• _RECORDS PROVIDED_:

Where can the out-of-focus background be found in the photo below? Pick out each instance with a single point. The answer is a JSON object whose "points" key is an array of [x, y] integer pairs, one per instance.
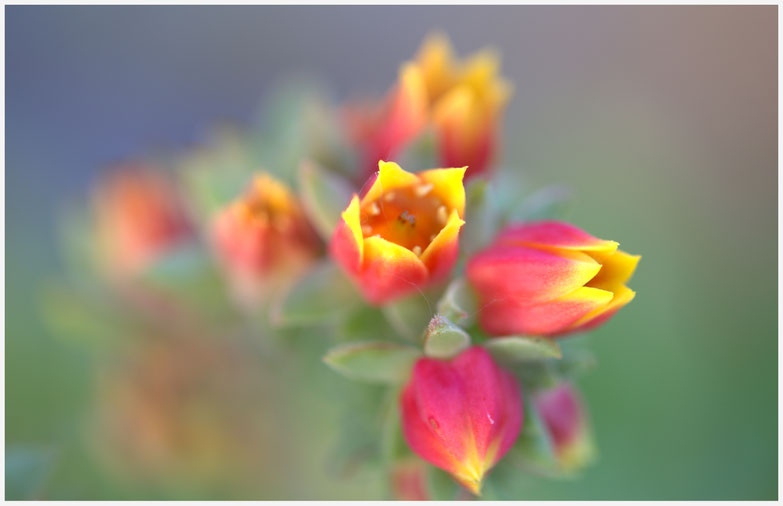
{"points": [[662, 119]]}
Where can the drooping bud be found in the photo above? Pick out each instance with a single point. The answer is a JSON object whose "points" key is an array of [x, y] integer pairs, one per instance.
{"points": [[461, 415]]}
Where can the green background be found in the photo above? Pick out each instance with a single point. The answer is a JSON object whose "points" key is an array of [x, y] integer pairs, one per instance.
{"points": [[663, 120]]}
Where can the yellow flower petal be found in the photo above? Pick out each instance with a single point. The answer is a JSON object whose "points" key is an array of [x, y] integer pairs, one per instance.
{"points": [[390, 176], [447, 186]]}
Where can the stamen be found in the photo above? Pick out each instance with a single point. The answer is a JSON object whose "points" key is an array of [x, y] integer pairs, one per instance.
{"points": [[423, 189], [443, 216]]}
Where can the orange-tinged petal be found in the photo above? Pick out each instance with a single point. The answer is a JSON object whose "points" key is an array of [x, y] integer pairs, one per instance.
{"points": [[389, 177], [389, 270], [480, 74], [616, 269], [528, 275], [347, 244], [441, 254], [622, 296], [554, 234], [447, 186], [507, 316]]}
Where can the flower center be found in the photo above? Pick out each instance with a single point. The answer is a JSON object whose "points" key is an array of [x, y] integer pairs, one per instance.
{"points": [[410, 217]]}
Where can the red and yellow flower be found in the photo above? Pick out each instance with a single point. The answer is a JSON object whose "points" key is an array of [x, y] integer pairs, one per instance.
{"points": [[461, 415], [466, 102], [138, 217], [565, 420], [549, 278], [263, 239], [403, 233], [463, 102]]}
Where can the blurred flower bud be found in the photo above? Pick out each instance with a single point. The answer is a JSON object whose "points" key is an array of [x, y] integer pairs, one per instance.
{"points": [[462, 102], [564, 418], [549, 278], [402, 234], [138, 217], [461, 415], [173, 408], [263, 240]]}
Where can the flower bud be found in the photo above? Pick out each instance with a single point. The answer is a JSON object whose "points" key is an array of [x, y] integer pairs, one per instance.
{"points": [[402, 234], [263, 239], [138, 217], [549, 278], [461, 415], [565, 421]]}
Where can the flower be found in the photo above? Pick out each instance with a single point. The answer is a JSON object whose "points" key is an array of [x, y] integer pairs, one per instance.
{"points": [[383, 129], [466, 102], [549, 278], [402, 234], [462, 102], [564, 418], [138, 217], [461, 415], [263, 239]]}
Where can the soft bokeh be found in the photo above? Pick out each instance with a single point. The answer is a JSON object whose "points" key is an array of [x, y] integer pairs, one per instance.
{"points": [[663, 121]]}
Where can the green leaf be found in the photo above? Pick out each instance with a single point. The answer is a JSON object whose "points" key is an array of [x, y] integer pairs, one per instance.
{"points": [[26, 471], [323, 295], [514, 349], [89, 318], [481, 220], [534, 450], [443, 339], [575, 362], [458, 303], [324, 196], [547, 203], [409, 316], [373, 361]]}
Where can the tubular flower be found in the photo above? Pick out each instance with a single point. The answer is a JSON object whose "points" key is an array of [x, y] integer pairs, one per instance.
{"points": [[138, 217], [263, 239], [409, 480], [462, 102], [564, 418], [549, 278], [466, 103], [461, 415], [402, 234]]}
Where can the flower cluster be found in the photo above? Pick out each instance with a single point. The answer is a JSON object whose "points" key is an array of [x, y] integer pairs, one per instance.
{"points": [[422, 280]]}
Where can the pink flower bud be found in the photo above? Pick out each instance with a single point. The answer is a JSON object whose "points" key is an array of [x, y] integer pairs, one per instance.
{"points": [[549, 278], [461, 415]]}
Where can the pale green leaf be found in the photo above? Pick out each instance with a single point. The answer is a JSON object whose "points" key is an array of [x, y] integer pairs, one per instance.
{"points": [[325, 195], [443, 339], [373, 361]]}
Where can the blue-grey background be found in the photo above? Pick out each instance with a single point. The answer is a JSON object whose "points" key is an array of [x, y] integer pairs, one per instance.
{"points": [[662, 119]]}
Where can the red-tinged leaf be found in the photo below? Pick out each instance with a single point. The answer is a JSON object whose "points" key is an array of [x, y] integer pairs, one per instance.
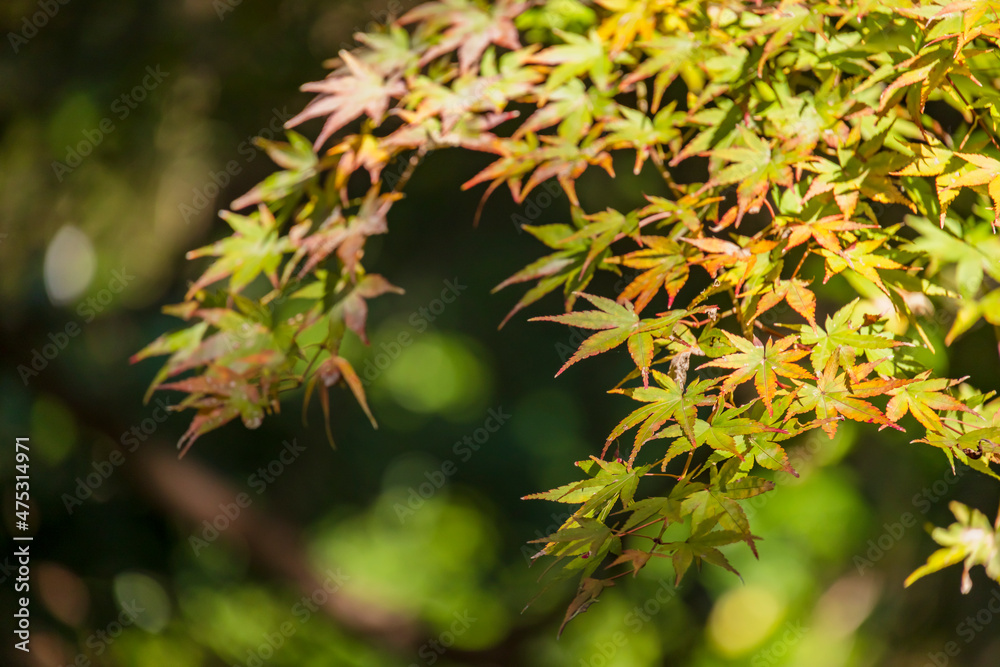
{"points": [[205, 421], [354, 306], [795, 293], [761, 363], [470, 29], [877, 387], [801, 300], [669, 402], [614, 322], [860, 256], [640, 346], [769, 454], [830, 397], [923, 397], [354, 382], [586, 596], [346, 94], [637, 558], [711, 507], [826, 231], [665, 267]]}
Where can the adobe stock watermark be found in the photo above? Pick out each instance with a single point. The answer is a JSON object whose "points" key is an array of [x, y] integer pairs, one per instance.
{"points": [[121, 108], [301, 611], [130, 441], [380, 18], [922, 501], [259, 480], [100, 641], [463, 449], [431, 651], [30, 25], [204, 196], [420, 320], [968, 629], [634, 620], [88, 310], [542, 198], [775, 653]]}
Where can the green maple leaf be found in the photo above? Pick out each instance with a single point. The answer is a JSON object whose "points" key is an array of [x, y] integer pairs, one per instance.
{"points": [[609, 482], [838, 339], [616, 324], [255, 248], [669, 401], [923, 399], [761, 363], [830, 398]]}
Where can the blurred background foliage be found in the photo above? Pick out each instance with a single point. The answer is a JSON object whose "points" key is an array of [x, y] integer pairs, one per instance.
{"points": [[406, 545]]}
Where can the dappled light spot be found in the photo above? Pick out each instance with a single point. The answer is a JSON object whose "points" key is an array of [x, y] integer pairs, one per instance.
{"points": [[743, 619], [70, 264]]}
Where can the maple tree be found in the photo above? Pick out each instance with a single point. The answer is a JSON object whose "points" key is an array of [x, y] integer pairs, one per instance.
{"points": [[787, 137]]}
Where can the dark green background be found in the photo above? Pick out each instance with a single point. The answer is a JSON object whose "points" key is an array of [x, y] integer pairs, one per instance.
{"points": [[461, 553]]}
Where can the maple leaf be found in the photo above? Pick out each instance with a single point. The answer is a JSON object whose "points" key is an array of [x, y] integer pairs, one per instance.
{"points": [[860, 256], [343, 97], [669, 401], [987, 173], [470, 30], [724, 433], [755, 166], [566, 267], [923, 399], [668, 56], [665, 266], [795, 293], [220, 395], [761, 363], [720, 253], [346, 236], [823, 231], [255, 248], [615, 324], [609, 482], [838, 340], [578, 56], [830, 397]]}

• _TO DO_:
Could you put every line from the one containing "Where can the dark" through the end of the data into a Markdown table with the columns "Index" and "Line", numbering the rows and skipping any blank lines?

• _RESULT FOR THIS TASK_:
| Index | Line |
|---|---|
| 1 | Where can the dark green background be found in the photo above? Pick out each instance with a single point. The answer is a JSON object whose "points" key is an array of [x, y] integer pairs, one per instance. |
| 2 | {"points": [[461, 553]]} |
| 3 | Where can the maple leaf be found in the photo above? Pick out each instance with a single point. The answer is a JSON object whose "points" key is an array of [x, y] integer pairs, one per instance. |
| 4 | {"points": [[860, 256], [343, 97], [669, 401], [987, 173], [470, 30], [724, 433], [755, 166], [566, 267], [923, 399], [668, 56], [665, 266], [795, 293], [220, 395], [761, 363], [720, 253], [346, 236], [823, 231], [255, 248], [615, 324], [609, 482], [838, 340], [578, 56], [830, 397]]} |